Exercise: Word for word, reproduce all entries below, leaving every picture out.

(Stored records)
________

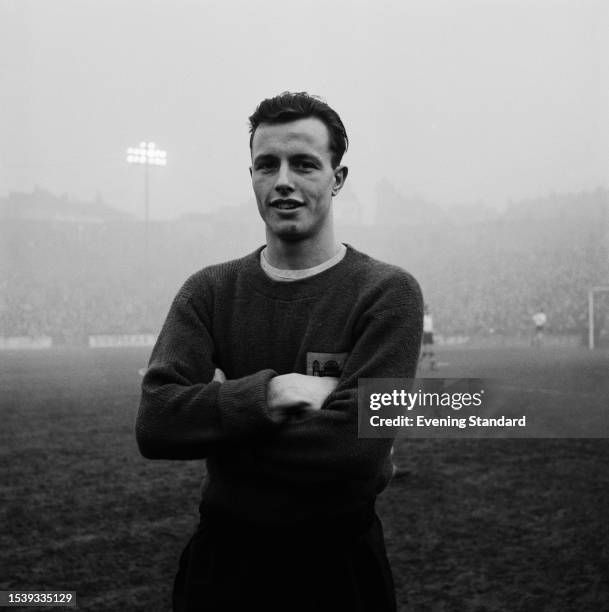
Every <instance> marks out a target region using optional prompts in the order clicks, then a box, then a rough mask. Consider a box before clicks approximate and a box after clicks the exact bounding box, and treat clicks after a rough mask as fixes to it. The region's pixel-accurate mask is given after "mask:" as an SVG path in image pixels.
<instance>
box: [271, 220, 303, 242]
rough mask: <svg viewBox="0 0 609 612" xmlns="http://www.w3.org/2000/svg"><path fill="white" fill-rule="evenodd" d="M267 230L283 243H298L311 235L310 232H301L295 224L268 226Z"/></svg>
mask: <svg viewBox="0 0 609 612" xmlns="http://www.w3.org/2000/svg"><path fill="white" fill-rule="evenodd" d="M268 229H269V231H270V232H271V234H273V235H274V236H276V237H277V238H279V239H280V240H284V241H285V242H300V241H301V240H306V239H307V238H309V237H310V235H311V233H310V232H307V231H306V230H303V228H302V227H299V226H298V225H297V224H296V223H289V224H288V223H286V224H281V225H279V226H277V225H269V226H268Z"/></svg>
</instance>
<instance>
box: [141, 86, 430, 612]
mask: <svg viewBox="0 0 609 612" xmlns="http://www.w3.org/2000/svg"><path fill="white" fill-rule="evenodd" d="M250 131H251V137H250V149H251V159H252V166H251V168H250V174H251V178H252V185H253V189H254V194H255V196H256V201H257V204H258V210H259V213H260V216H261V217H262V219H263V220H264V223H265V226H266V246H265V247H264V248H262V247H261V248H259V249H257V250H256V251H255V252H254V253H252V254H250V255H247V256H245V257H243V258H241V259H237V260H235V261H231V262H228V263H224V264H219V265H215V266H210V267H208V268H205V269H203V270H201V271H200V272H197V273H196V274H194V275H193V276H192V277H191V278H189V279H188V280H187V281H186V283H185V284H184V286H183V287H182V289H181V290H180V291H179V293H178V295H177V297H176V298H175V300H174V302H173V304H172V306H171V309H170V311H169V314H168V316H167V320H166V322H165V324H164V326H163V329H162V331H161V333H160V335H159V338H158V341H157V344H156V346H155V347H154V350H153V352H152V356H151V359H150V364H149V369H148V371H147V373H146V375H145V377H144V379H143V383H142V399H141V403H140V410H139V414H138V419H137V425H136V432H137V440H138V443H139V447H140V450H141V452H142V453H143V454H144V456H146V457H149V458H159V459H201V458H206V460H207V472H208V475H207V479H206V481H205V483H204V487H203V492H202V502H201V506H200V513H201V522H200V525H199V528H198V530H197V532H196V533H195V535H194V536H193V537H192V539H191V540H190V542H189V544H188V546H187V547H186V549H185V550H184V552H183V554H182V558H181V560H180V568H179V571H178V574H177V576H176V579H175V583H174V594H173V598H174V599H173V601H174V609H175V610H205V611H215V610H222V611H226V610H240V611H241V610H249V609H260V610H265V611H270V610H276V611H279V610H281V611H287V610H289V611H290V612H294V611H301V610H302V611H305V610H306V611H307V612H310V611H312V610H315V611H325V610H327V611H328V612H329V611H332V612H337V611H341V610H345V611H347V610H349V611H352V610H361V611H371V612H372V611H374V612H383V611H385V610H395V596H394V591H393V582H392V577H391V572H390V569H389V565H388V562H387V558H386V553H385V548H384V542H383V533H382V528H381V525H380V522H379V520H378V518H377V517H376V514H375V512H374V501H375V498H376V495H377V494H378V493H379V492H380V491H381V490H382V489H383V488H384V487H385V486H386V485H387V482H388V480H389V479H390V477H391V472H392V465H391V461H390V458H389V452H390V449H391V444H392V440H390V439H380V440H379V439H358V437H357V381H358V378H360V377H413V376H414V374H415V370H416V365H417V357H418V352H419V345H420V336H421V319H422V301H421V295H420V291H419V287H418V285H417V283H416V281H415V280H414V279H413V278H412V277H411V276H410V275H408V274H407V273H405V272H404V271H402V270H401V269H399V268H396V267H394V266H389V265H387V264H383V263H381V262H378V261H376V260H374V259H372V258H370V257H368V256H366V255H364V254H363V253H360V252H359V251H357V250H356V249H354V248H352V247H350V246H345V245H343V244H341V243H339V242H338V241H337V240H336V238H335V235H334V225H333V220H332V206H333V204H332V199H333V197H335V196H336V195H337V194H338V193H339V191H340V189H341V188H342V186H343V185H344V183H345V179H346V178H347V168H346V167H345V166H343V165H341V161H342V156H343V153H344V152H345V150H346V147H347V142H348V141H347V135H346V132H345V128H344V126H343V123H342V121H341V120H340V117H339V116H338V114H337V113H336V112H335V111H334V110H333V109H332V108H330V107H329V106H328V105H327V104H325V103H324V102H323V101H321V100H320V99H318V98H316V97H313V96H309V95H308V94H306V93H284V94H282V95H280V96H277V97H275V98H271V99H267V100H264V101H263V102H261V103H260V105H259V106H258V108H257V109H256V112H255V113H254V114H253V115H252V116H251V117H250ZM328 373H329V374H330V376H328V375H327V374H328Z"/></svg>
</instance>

________

Finished task:
Every <instance> marks out a target region using optional prompts in the order clicks, then a box, then a rough mask. Consider a box before clicks approximate and a box after clicks the exact bounding box, and treat clicks after a rough mask as fixes to it. The region's pixel-accurate mask is given after "mask:" as an SVG path in image pixels.
<instance>
box: [271, 220, 303, 242]
rough mask: <svg viewBox="0 0 609 612" xmlns="http://www.w3.org/2000/svg"><path fill="white" fill-rule="evenodd" d="M267 230L283 243H298L311 235L310 232H301L295 224L268 226Z"/></svg>
mask: <svg viewBox="0 0 609 612" xmlns="http://www.w3.org/2000/svg"><path fill="white" fill-rule="evenodd" d="M268 229H269V231H270V232H271V234H273V235H274V236H276V237H277V238H279V239H280V240H284V241H285V242H300V241H301V240H306V239H307V238H309V237H310V235H311V233H310V232H307V231H306V230H303V228H302V227H299V226H298V225H297V224H296V223H289V224H288V223H286V224H281V225H279V226H277V225H269V226H268Z"/></svg>
</instance>
<instance>
box: [141, 86, 430, 612]
mask: <svg viewBox="0 0 609 612" xmlns="http://www.w3.org/2000/svg"><path fill="white" fill-rule="evenodd" d="M250 131H251V137H250V149H251V159H252V166H251V168H250V174H251V178H252V185H253V189H254V194H255V196H256V201H257V204H258V210H259V213H260V216H261V217H262V219H263V220H264V223H265V226H266V246H265V247H264V248H262V247H261V248H259V249H257V250H256V251H255V252H254V253H252V254H250V255H247V256H245V257H243V258H241V259H237V260H235V261H231V262H228V263H224V264H219V265H215V266H210V267H208V268H205V269H203V270H201V271H200V272H197V273H196V274H194V275H193V276H192V277H191V278H189V279H188V280H187V281H186V283H185V284H184V286H183V287H182V289H181V290H180V291H179V293H178V295H177V297H176V298H175V300H174V302H173V304H172V306H171V309H170V311H169V314H168V316H167V320H166V322H165V324H164V326H163V329H162V331H161V333H160V335H159V338H158V341H157V344H156V346H155V347H154V350H153V352H152V356H151V359H150V364H149V369H148V371H147V373H146V375H145V377H144V379H143V383H142V399H141V403H140V410H139V414H138V419H137V425H136V432H137V440H138V443H139V447H140V450H141V452H142V453H143V454H144V456H146V457H149V458H159V459H201V458H206V460H207V472H208V475H207V479H206V481H205V483H204V487H203V492H202V502H201V506H200V513H201V522H200V525H199V528H198V530H197V532H196V533H195V535H194V536H193V537H192V539H191V540H190V542H189V544H188V546H187V547H186V549H185V550H184V552H183V554H182V558H181V560H180V568H179V571H178V574H177V576H176V579H175V583H174V594H173V598H174V599H173V601H174V609H175V610H205V611H215V610H222V611H226V610H240V611H241V610H249V609H260V610H265V611H270V610H276V611H279V610H281V611H287V610H289V611H290V612H294V611H301V610H302V611H305V610H306V611H307V612H310V611H312V610H315V611H325V610H327V611H328V612H329V611H332V612H337V611H341V610H345V611H347V610H349V611H352V610H361V611H371V612H372V611H374V612H383V611H385V610H395V596H394V591H393V582H392V577H391V572H390V569H389V565H388V562H387V558H386V553H385V548H384V542H383V533H382V528H381V525H380V522H379V520H378V518H377V517H376V514H375V512H374V501H375V498H376V495H377V494H378V493H379V492H380V491H381V490H382V489H383V488H384V487H385V486H386V485H387V482H388V480H389V479H390V477H391V472H392V465H391V461H390V458H389V452H390V449H391V444H392V440H390V439H380V440H379V439H358V437H357V381H358V378H360V377H413V376H414V374H415V370H416V365H417V357H418V352H419V345H420V336H421V319H422V301H421V295H420V291H419V287H418V285H417V283H416V281H415V280H414V279H413V278H412V277H411V276H410V275H408V274H407V273H405V272H404V271H402V270H401V269H399V268H396V267H394V266H389V265H387V264H383V263H381V262H378V261H376V260H374V259H372V258H370V257H368V256H366V255H364V254H363V253H360V252H359V251H357V250H356V249H354V248H352V247H350V246H345V245H343V244H341V243H339V242H338V241H337V240H336V238H335V235H334V225H333V220H332V206H333V204H332V199H333V197H335V196H336V195H337V194H338V193H339V191H340V189H341V188H342V186H343V185H344V183H345V179H346V178H347V168H346V167H345V166H343V165H341V161H342V156H343V153H344V152H345V150H346V147H347V142H348V141H347V135H346V132H345V128H344V126H343V123H342V121H341V120H340V117H339V116H338V114H337V113H336V112H335V111H334V110H333V109H332V108H330V107H329V106H328V105H327V104H325V103H324V102H323V101H321V100H320V99H318V98H316V97H313V96H309V95H308V94H306V93H284V94H282V95H280V96H277V97H275V98H271V99H267V100H264V101H263V102H261V103H260V105H259V106H258V108H257V109H256V112H255V113H254V114H253V115H252V116H251V117H250ZM328 373H329V374H330V376H328V375H327V374H328Z"/></svg>
</instance>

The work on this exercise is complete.